(Pointing and labeling entries)
+===+

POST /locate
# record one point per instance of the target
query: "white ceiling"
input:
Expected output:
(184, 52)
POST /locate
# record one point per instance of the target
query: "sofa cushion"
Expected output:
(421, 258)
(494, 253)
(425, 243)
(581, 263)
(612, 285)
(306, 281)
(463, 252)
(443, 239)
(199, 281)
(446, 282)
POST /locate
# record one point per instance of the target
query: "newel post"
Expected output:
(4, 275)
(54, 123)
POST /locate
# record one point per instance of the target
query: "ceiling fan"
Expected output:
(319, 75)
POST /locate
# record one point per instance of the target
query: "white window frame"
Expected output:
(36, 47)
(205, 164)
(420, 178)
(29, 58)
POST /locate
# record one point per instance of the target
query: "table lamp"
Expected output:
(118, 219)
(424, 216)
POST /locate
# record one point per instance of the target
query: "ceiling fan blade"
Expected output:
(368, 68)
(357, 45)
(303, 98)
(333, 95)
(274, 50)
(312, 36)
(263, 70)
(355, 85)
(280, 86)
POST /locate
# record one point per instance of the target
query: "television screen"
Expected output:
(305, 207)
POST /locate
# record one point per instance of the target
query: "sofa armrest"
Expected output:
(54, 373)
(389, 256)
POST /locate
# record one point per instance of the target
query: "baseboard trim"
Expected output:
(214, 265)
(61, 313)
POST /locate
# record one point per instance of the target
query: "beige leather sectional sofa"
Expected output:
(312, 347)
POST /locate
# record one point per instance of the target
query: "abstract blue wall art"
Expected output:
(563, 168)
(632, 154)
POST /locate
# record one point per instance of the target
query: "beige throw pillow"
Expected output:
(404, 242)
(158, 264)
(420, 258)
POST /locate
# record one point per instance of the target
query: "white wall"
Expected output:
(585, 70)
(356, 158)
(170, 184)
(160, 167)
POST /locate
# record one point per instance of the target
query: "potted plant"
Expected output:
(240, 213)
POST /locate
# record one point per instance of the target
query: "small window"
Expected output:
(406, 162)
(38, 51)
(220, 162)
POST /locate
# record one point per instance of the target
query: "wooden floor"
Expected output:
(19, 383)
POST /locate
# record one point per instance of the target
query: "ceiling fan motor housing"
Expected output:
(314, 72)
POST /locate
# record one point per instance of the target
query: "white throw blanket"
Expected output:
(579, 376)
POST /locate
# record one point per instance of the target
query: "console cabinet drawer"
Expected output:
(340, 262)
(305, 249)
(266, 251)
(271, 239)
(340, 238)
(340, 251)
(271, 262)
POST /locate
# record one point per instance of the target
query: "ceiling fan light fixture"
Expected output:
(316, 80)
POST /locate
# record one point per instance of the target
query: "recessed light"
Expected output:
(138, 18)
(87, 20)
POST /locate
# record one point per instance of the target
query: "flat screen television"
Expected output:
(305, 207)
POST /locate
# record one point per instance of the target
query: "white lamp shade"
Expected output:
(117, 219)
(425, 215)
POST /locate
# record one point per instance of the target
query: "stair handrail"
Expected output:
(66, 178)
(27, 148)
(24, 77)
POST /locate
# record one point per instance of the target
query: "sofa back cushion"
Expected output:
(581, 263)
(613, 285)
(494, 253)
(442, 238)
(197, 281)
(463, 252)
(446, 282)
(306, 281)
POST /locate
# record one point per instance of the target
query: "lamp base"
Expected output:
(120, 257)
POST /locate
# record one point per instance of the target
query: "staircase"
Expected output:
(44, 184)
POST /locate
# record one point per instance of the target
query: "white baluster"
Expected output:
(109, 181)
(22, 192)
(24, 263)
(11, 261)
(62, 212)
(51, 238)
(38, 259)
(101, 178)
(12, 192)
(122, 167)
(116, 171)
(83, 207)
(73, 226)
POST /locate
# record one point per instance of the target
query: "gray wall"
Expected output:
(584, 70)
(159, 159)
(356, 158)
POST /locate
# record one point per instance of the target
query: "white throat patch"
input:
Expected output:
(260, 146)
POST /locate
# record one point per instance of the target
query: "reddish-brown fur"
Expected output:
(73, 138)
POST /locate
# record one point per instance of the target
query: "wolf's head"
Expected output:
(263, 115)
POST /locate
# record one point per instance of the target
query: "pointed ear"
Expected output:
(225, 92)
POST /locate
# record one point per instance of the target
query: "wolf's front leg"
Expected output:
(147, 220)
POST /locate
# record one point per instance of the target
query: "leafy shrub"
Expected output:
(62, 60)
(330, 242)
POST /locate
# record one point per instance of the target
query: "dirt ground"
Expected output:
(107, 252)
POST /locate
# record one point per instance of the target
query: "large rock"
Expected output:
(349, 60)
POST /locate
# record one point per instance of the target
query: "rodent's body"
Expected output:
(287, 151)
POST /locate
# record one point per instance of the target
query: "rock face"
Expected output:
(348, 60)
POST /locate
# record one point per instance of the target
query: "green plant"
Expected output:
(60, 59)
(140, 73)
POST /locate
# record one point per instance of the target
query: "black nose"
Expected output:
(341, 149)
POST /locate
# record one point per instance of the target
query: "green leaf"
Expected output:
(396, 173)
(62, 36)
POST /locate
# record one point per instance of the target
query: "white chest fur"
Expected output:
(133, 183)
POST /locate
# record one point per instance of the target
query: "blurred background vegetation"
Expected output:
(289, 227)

+===+

**WHAT YOU WILL DO:** Write every record out again, unaltered.

**RESULT OF THE EXERCISE:**
POST /locate
# record one point per instance of the target
query: "white ceiling"
input:
Expected output:
(184, 52)
POST /locate
# record one point per instance of the target
query: "sofa cushion"
Expected output:
(421, 258)
(494, 253)
(425, 243)
(581, 263)
(612, 285)
(306, 281)
(463, 252)
(443, 239)
(199, 281)
(446, 282)
POST /locate
# record one point per instance of the target
query: "newel post"
Expected output:
(4, 275)
(54, 123)
POST /locate
# record one point per instance of the target
query: "ceiling fan"
Expected output:
(319, 75)
POST /locate
# record one point per instance of the target
query: "white window frame"
Expected output:
(36, 47)
(205, 164)
(420, 178)
(29, 58)
POST /locate
# record one point per instance of the target
query: "table lamp"
Expected output:
(118, 219)
(424, 216)
POST /locate
# record one point per instance of the target
query: "ceiling fan blade"
Expected output:
(368, 68)
(357, 45)
(303, 98)
(333, 95)
(274, 50)
(312, 36)
(263, 70)
(355, 85)
(280, 86)
POST /locate
# record one point per instance of the target
query: "television screen"
Expected output:
(305, 207)
POST /locate
# record one point per instance of the target
query: "sofa armrest"
Expected output:
(54, 373)
(389, 256)
POST /locate
# record one point per instance of the target
query: "baseboard trim"
Expected output:
(214, 265)
(61, 313)
POST /locate
# record one point per instance of the target
query: "beige leather sectional sofa"
Expected output:
(312, 347)
POST /locate
# record one point per instance of the target
query: "abstract blue wall art"
Expected output:
(563, 168)
(632, 154)
POST /locate
# record one point per instance of the target
query: "beige throw pillow"
Expected output:
(404, 242)
(158, 264)
(420, 258)
POST /locate
# record one point per instance of the target
query: "white wall"
Expected output:
(585, 70)
(356, 158)
(170, 184)
(160, 167)
POST /locate
# record one point per instance of the target
query: "potted plant"
Expected output:
(240, 213)
POST /locate
# record one point per instance of the target
query: "small window"
Expected output:
(406, 162)
(38, 51)
(220, 162)
POST /locate
# record one point per instance of the target
query: "wooden floor"
Expected output:
(19, 383)
POST /locate
# record one point per instance of the target
query: "ceiling fan motor housing"
Expected output:
(314, 72)
POST /locate
# record one point per instance of the target
query: "white throw blanket"
Expected output:
(579, 376)
POST /locate
# record one point per instance of the target
query: "console cabinet drawer"
Expected output:
(340, 262)
(305, 249)
(266, 251)
(271, 239)
(340, 238)
(340, 251)
(271, 262)
POST /locate
# record one point per instance of the target
query: "ceiling fan light fixture"
Expected output:
(316, 80)
POST /locate
# record one point per instance of the target
query: "recessed light"
Expected output:
(138, 18)
(87, 20)
POST /locate
# record one point per instance of the target
query: "flat screen television"
Expected output:
(305, 207)
POST /locate
# record one point per instance of the target
query: "white lamp shade"
Expected output:
(117, 219)
(425, 215)
POST /locate
# record one point per instance of the target
query: "stair handrail"
Expected output:
(66, 178)
(27, 148)
(24, 77)
POST /locate
# record one point per instance of the target
query: "sofa back cushion"
Expected output:
(581, 263)
(613, 285)
(494, 253)
(442, 238)
(197, 281)
(463, 252)
(446, 282)
(306, 281)
POST /locate
# record one point per instance of the target
query: "lamp base"
Expected output:
(120, 257)
POST /locate
# record one point per instance of the target
query: "staircase"
Expected output:
(44, 184)
POST /locate
# record one point per instance of the target
query: "white baluster"
Expected output:
(109, 181)
(22, 192)
(24, 263)
(11, 261)
(62, 212)
(51, 238)
(38, 259)
(101, 178)
(12, 192)
(122, 167)
(116, 171)
(83, 207)
(73, 226)
POST /locate
# record one point per instance of the target
query: "gray wall"
Expected output:
(584, 70)
(159, 159)
(356, 158)
POST /locate
# record one point per instance of the target
query: "white throat patch"
input:
Expected output:
(260, 146)
POST /locate
# record one point per instance of the target
query: "reddish-brown fur"
Expected output:
(73, 138)
POST /locate
# record one point per instance of the target
query: "wolf's head"
Expected output:
(263, 115)
POST /locate
# record one point per instance of the target
query: "pointed ear"
Expected output:
(225, 92)
POST /locate
# record one point per instance of the target
query: "wolf's front leg"
Expected output:
(147, 220)
POST /locate
# record one point per instance of the target
query: "leafy shrub"
Expected output:
(62, 60)
(330, 242)
POST /locate
# record one point per instance of the target
query: "dirt ground"
Expected output:
(107, 252)
POST /locate
# record one point per instance of the target
query: "large rock"
Expected output:
(349, 60)
POST /locate
# record one point per instance of the target
query: "rodent's body"
Expected output:
(287, 151)
POST /locate
# record one point per instance of the target
query: "rock face"
Expected output:
(348, 60)
POST /locate
# record one point per instance of the target
query: "green plant"
Expected output:
(60, 59)
(140, 73)
POST /locate
# record one point per instance of the target
query: "black nose"
Expected output:
(341, 149)
POST /locate
# record one point per instance of the target
query: "green leaf"
Expected output:
(396, 173)
(62, 36)
POST /locate
# record one point per instance of the target
query: "white chest fur"
Expected output:
(133, 183)
POST /locate
# record one point per instance of the target
query: "blurred background vegetation"
Expected output:
(289, 227)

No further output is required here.